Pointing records
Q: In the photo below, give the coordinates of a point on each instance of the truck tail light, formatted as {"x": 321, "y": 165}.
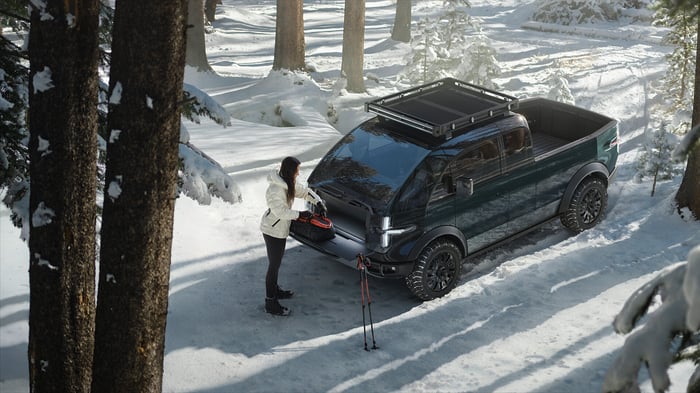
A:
{"x": 387, "y": 231}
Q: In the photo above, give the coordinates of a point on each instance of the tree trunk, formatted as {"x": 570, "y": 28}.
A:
{"x": 210, "y": 9}
{"x": 353, "y": 45}
{"x": 289, "y": 36}
{"x": 63, "y": 156}
{"x": 402, "y": 21}
{"x": 196, "y": 48}
{"x": 140, "y": 186}
{"x": 689, "y": 192}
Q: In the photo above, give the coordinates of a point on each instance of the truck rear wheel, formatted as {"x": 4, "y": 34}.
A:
{"x": 436, "y": 271}
{"x": 587, "y": 205}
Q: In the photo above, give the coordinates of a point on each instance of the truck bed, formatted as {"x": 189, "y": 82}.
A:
{"x": 555, "y": 124}
{"x": 543, "y": 143}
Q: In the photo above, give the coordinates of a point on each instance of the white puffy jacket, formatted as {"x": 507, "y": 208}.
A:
{"x": 278, "y": 217}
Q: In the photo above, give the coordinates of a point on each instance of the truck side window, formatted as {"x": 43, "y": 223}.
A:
{"x": 479, "y": 163}
{"x": 419, "y": 187}
{"x": 517, "y": 146}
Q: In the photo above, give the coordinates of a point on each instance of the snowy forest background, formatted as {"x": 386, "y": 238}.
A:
{"x": 444, "y": 41}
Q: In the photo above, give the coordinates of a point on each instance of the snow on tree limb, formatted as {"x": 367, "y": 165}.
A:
{"x": 201, "y": 177}
{"x": 691, "y": 289}
{"x": 203, "y": 104}
{"x": 653, "y": 344}
{"x": 687, "y": 144}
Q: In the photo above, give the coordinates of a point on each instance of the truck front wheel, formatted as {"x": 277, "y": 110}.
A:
{"x": 587, "y": 205}
{"x": 436, "y": 271}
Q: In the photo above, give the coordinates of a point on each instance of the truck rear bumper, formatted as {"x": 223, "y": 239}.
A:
{"x": 346, "y": 250}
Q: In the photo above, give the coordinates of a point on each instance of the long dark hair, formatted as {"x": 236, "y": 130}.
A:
{"x": 287, "y": 171}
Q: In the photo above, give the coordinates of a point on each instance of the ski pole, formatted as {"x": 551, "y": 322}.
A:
{"x": 362, "y": 294}
{"x": 369, "y": 308}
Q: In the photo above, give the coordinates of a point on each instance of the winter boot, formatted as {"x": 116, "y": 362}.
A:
{"x": 284, "y": 294}
{"x": 273, "y": 307}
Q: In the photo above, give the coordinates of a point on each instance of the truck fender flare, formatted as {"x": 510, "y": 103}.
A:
{"x": 593, "y": 168}
{"x": 441, "y": 231}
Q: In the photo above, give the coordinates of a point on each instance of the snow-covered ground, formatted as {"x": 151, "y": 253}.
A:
{"x": 535, "y": 315}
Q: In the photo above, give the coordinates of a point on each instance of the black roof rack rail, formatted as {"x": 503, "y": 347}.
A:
{"x": 443, "y": 106}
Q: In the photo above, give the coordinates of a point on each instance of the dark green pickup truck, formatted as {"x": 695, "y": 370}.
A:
{"x": 448, "y": 169}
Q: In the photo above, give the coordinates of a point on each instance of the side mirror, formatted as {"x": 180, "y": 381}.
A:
{"x": 465, "y": 186}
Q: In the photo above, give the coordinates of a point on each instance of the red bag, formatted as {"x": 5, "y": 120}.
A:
{"x": 317, "y": 228}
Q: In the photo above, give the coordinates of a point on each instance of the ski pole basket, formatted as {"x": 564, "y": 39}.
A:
{"x": 443, "y": 106}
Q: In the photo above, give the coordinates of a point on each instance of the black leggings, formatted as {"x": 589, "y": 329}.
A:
{"x": 275, "y": 250}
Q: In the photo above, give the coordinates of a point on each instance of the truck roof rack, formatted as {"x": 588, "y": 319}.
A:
{"x": 443, "y": 106}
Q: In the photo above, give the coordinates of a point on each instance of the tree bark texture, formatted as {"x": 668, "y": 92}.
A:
{"x": 289, "y": 36}
{"x": 402, "y": 21}
{"x": 688, "y": 194}
{"x": 147, "y": 71}
{"x": 354, "y": 45}
{"x": 196, "y": 48}
{"x": 210, "y": 9}
{"x": 63, "y": 155}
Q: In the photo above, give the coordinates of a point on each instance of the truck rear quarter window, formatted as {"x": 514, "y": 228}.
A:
{"x": 517, "y": 147}
{"x": 480, "y": 162}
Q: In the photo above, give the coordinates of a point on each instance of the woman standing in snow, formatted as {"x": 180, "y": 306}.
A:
{"x": 275, "y": 223}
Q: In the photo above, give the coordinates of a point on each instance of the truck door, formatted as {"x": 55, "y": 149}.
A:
{"x": 483, "y": 215}
{"x": 521, "y": 182}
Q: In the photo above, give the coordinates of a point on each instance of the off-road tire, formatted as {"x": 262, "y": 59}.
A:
{"x": 436, "y": 270}
{"x": 587, "y": 206}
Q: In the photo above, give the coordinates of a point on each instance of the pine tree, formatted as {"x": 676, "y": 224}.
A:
{"x": 479, "y": 65}
{"x": 559, "y": 88}
{"x": 679, "y": 81}
{"x": 655, "y": 160}
{"x": 14, "y": 157}
{"x": 438, "y": 46}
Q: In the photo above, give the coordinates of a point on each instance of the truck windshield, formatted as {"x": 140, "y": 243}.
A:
{"x": 371, "y": 162}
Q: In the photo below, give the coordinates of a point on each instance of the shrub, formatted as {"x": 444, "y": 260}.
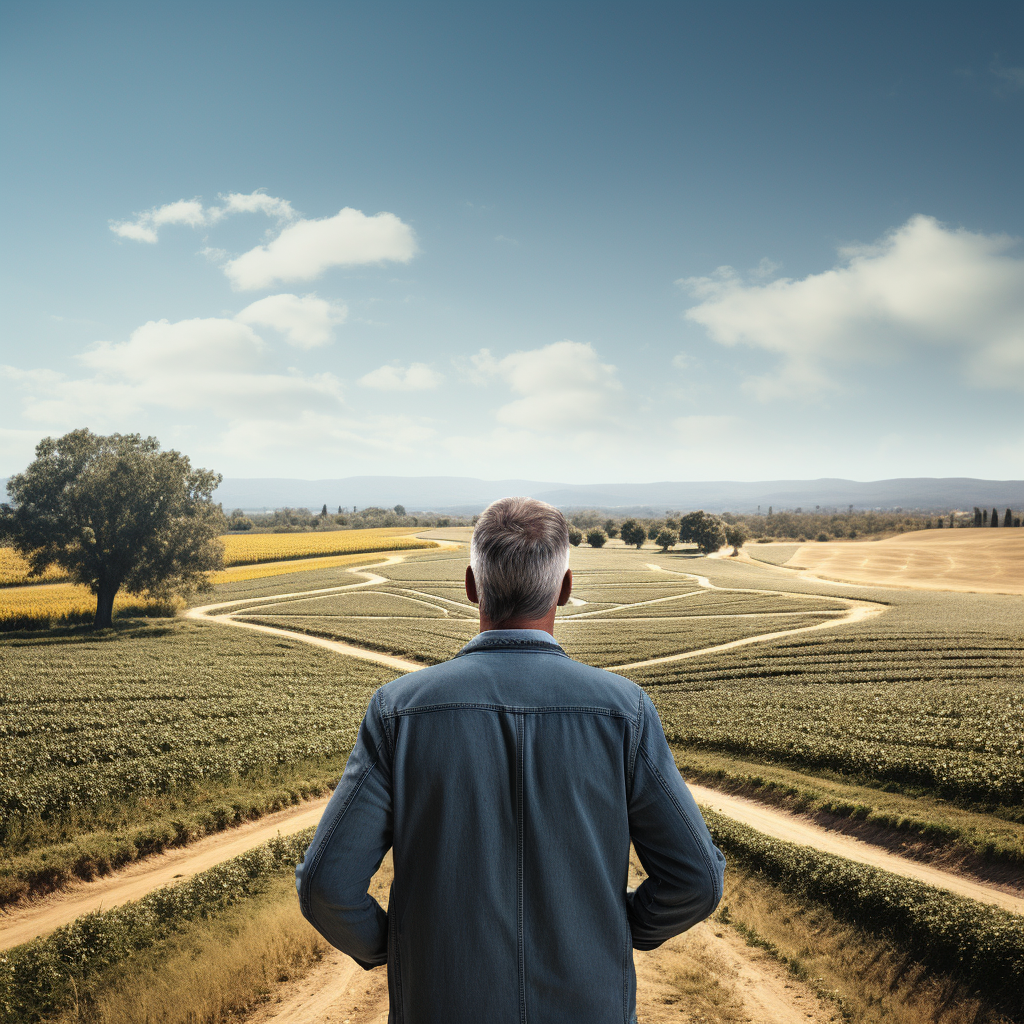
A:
{"x": 666, "y": 539}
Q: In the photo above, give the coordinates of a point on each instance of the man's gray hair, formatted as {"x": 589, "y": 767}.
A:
{"x": 519, "y": 554}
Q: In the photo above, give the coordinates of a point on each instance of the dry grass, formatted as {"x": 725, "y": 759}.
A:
{"x": 980, "y": 560}
{"x": 213, "y": 970}
{"x": 868, "y": 980}
{"x": 217, "y": 970}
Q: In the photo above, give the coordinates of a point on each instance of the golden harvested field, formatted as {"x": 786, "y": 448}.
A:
{"x": 979, "y": 560}
{"x": 250, "y": 549}
{"x": 261, "y": 570}
{"x": 65, "y": 603}
{"x": 14, "y": 569}
{"x": 257, "y": 549}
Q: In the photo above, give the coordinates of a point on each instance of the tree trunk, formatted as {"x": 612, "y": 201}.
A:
{"x": 104, "y": 605}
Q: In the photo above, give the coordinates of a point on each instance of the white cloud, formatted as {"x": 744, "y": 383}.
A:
{"x": 923, "y": 286}
{"x": 257, "y": 202}
{"x": 304, "y": 250}
{"x": 562, "y": 385}
{"x": 201, "y": 366}
{"x": 416, "y": 377}
{"x": 190, "y": 213}
{"x": 306, "y": 322}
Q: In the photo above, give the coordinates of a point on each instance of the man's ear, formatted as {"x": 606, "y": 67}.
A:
{"x": 563, "y": 594}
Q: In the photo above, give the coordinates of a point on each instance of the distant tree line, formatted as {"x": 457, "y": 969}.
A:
{"x": 300, "y": 520}
{"x": 699, "y": 527}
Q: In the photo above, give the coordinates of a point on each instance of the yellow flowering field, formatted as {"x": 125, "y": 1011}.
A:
{"x": 64, "y": 603}
{"x": 250, "y": 549}
{"x": 14, "y": 569}
{"x": 260, "y": 571}
{"x": 253, "y": 549}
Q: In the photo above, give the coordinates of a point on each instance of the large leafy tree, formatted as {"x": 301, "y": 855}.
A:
{"x": 116, "y": 513}
{"x": 704, "y": 529}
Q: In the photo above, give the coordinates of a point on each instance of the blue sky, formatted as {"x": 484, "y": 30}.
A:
{"x": 574, "y": 242}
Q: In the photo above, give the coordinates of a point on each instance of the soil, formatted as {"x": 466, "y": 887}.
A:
{"x": 977, "y": 560}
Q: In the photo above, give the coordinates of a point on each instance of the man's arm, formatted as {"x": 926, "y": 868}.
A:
{"x": 350, "y": 842}
{"x": 685, "y": 868}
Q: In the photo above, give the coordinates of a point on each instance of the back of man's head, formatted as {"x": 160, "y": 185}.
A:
{"x": 519, "y": 554}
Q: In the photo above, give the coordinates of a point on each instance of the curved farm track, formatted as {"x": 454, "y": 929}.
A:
{"x": 339, "y": 990}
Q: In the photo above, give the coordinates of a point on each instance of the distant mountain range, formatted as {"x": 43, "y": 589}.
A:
{"x": 467, "y": 495}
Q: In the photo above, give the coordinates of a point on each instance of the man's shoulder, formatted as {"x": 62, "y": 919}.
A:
{"x": 527, "y": 680}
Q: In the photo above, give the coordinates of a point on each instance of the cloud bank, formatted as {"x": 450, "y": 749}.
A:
{"x": 306, "y": 322}
{"x": 562, "y": 385}
{"x": 304, "y": 250}
{"x": 923, "y": 288}
{"x": 416, "y": 377}
{"x": 192, "y": 213}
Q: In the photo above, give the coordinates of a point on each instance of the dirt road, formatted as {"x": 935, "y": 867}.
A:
{"x": 22, "y": 923}
{"x": 43, "y": 915}
{"x": 794, "y": 828}
{"x": 755, "y": 987}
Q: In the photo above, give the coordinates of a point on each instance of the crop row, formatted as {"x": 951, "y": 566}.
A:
{"x": 595, "y": 641}
{"x": 427, "y": 640}
{"x": 52, "y": 974}
{"x": 979, "y": 944}
{"x": 87, "y": 722}
{"x": 370, "y": 602}
{"x": 909, "y": 710}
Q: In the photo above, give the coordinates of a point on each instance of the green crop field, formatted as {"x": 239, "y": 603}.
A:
{"x": 120, "y": 743}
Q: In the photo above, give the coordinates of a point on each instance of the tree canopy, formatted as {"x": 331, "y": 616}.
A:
{"x": 666, "y": 538}
{"x": 704, "y": 529}
{"x": 633, "y": 532}
{"x": 115, "y": 512}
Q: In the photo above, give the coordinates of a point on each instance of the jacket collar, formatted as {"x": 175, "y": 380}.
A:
{"x": 512, "y": 640}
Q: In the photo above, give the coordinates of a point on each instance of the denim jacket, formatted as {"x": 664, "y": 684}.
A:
{"x": 509, "y": 782}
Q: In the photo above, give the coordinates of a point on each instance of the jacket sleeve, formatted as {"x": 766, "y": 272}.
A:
{"x": 350, "y": 842}
{"x": 685, "y": 868}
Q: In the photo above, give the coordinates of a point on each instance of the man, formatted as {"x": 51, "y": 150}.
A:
{"x": 509, "y": 782}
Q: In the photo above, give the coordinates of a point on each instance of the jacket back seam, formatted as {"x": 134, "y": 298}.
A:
{"x": 520, "y": 863}
{"x": 513, "y": 710}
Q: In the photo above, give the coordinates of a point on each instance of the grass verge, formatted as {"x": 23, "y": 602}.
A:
{"x": 166, "y": 823}
{"x": 921, "y": 826}
{"x": 64, "y": 972}
{"x": 979, "y": 946}
{"x": 866, "y": 978}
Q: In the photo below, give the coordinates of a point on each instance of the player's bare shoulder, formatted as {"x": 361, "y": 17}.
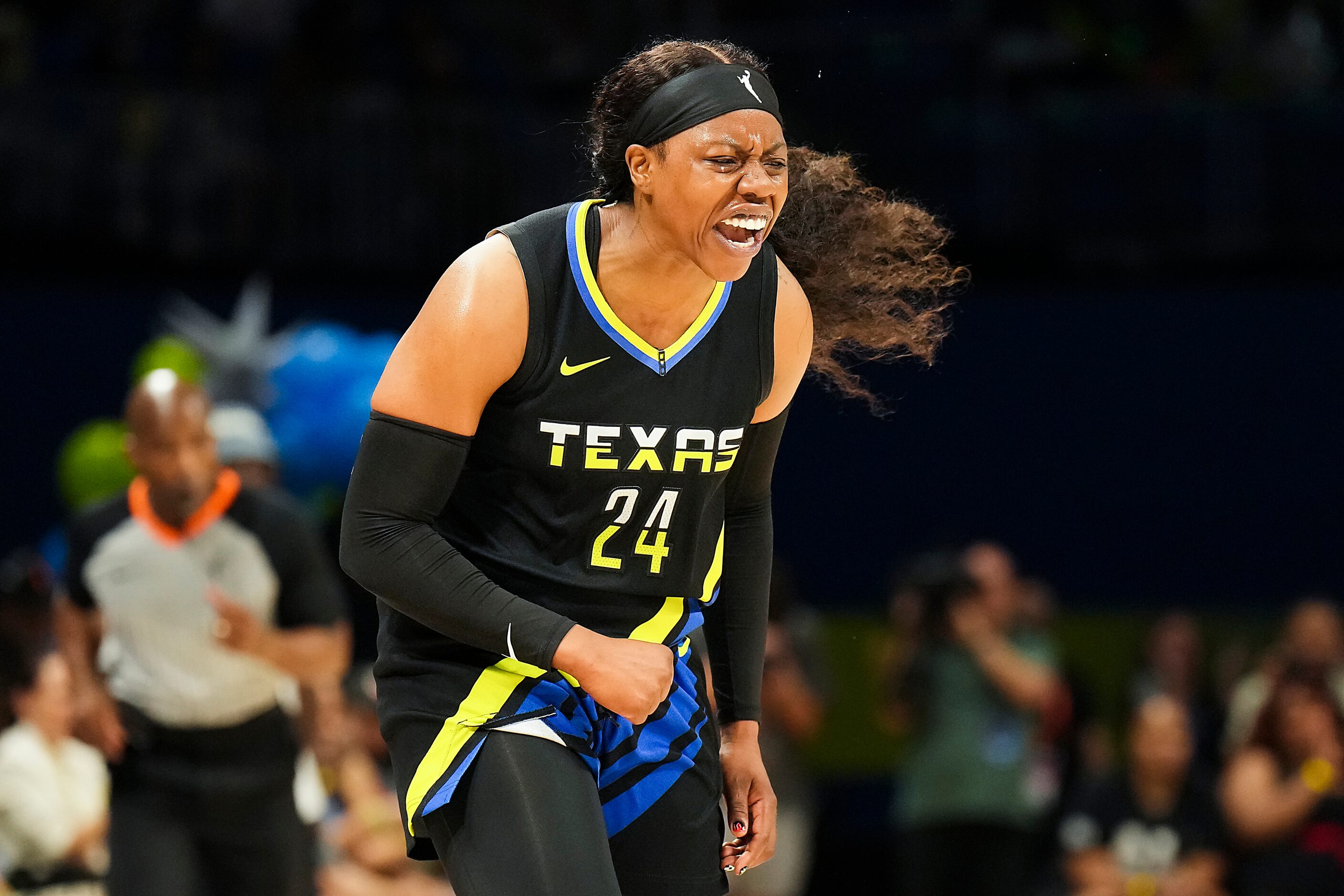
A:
{"x": 792, "y": 343}
{"x": 466, "y": 343}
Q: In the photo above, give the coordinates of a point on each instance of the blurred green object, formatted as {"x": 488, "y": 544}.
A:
{"x": 172, "y": 353}
{"x": 92, "y": 464}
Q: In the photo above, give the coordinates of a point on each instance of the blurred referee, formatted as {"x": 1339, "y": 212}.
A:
{"x": 201, "y": 600}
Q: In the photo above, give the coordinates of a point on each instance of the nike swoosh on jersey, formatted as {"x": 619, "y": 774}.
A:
{"x": 570, "y": 371}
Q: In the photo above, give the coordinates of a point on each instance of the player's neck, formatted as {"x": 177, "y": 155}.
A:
{"x": 642, "y": 272}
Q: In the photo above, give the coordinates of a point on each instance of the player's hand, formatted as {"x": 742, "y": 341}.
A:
{"x": 236, "y": 626}
{"x": 628, "y": 677}
{"x": 750, "y": 800}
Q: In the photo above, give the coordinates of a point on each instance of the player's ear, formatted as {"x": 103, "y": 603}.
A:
{"x": 642, "y": 162}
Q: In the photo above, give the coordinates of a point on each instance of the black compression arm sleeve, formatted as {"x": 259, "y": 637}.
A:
{"x": 736, "y": 624}
{"x": 404, "y": 476}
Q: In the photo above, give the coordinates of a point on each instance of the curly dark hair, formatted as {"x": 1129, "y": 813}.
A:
{"x": 871, "y": 265}
{"x": 1300, "y": 679}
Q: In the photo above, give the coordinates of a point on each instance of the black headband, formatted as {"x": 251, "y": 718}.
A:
{"x": 697, "y": 96}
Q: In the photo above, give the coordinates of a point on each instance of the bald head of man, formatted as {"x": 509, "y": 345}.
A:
{"x": 170, "y": 444}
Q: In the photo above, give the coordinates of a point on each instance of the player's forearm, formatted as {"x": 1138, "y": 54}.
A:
{"x": 308, "y": 655}
{"x": 736, "y": 624}
{"x": 404, "y": 477}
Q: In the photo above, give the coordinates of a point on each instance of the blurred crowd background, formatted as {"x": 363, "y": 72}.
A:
{"x": 1065, "y": 612}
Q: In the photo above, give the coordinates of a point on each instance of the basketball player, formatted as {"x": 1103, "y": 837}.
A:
{"x": 568, "y": 470}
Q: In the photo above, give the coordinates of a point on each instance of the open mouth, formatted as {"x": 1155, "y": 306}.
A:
{"x": 744, "y": 231}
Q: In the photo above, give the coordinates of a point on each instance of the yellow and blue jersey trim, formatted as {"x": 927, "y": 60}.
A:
{"x": 657, "y": 360}
{"x": 632, "y": 765}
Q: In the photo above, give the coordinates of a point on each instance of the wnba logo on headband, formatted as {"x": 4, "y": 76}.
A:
{"x": 746, "y": 83}
{"x": 698, "y": 96}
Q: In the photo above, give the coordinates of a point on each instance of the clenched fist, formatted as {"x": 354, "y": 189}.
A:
{"x": 628, "y": 677}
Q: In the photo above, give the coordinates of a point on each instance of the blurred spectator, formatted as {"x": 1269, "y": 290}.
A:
{"x": 1284, "y": 796}
{"x": 1174, "y": 667}
{"x": 244, "y": 442}
{"x": 1155, "y": 828}
{"x": 1313, "y": 637}
{"x": 205, "y": 598}
{"x": 26, "y": 593}
{"x": 792, "y": 714}
{"x": 53, "y": 790}
{"x": 365, "y": 837}
{"x": 1070, "y": 751}
{"x": 975, "y": 688}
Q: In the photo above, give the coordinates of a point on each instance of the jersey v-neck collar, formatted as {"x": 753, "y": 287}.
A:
{"x": 657, "y": 360}
{"x": 221, "y": 499}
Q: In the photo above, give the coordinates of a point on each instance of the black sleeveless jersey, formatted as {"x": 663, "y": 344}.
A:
{"x": 594, "y": 483}
{"x": 594, "y": 488}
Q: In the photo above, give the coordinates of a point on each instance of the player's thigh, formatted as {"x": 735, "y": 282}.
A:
{"x": 672, "y": 847}
{"x": 253, "y": 843}
{"x": 529, "y": 824}
{"x": 150, "y": 840}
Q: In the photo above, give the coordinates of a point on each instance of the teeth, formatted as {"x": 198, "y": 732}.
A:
{"x": 748, "y": 223}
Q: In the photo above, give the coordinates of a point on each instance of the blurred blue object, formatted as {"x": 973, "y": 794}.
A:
{"x": 323, "y": 391}
{"x": 54, "y": 550}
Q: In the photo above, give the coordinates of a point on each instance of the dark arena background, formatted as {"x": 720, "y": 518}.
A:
{"x": 1140, "y": 398}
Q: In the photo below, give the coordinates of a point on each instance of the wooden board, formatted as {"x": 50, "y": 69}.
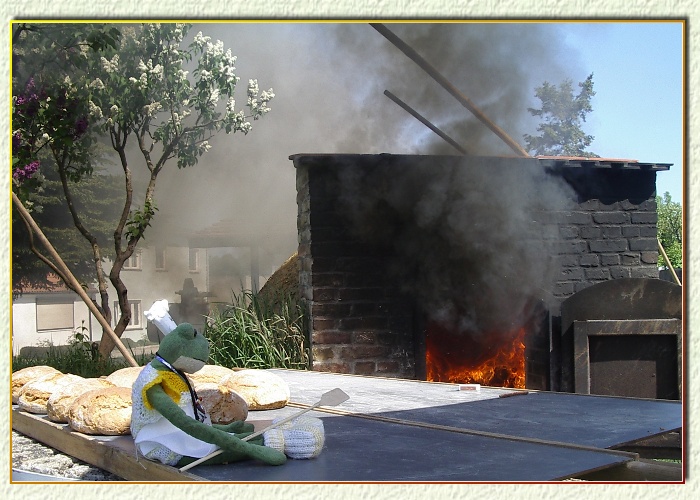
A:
{"x": 401, "y": 430}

EXERCISE PROMPT
Retype the records above exactly, starting at the line that contains "of the jersey" and going through the last line, and leave out any pictures.

TASK RESULT
Q: In the photo above, give the coordinates of a point on each instance of the jersey v-neck collar, formatted as {"x": 753, "y": 287}.
A:
{"x": 657, "y": 360}
{"x": 221, "y": 499}
Q: In the photo above, give the coordinates of a point on each instance of the black sleeveless jersey, formatted as {"x": 663, "y": 344}.
A:
{"x": 594, "y": 483}
{"x": 594, "y": 488}
Q: In the photo above, give the coordinates of a point on each instance of the player's thigh, formatted as {"x": 735, "y": 282}.
A:
{"x": 672, "y": 847}
{"x": 253, "y": 843}
{"x": 529, "y": 824}
{"x": 150, "y": 840}
Q: In the photo above, give the coordinates of a point on each instance of the teeth, formatted as {"x": 198, "y": 732}.
A:
{"x": 748, "y": 223}
Q: In the photo above, give the coordinates of a point on each instance of the blurred blue object, formatted as {"x": 973, "y": 794}.
A:
{"x": 323, "y": 391}
{"x": 54, "y": 550}
Q: In the photo above, give the coordinates of a point on each instance of the dark arena background, formatted as {"x": 720, "y": 518}.
A:
{"x": 1140, "y": 398}
Q: In the photo below, give the coordinates of a point on each instance of the wooden board, formatted as {"x": 50, "y": 69}.
A:
{"x": 401, "y": 430}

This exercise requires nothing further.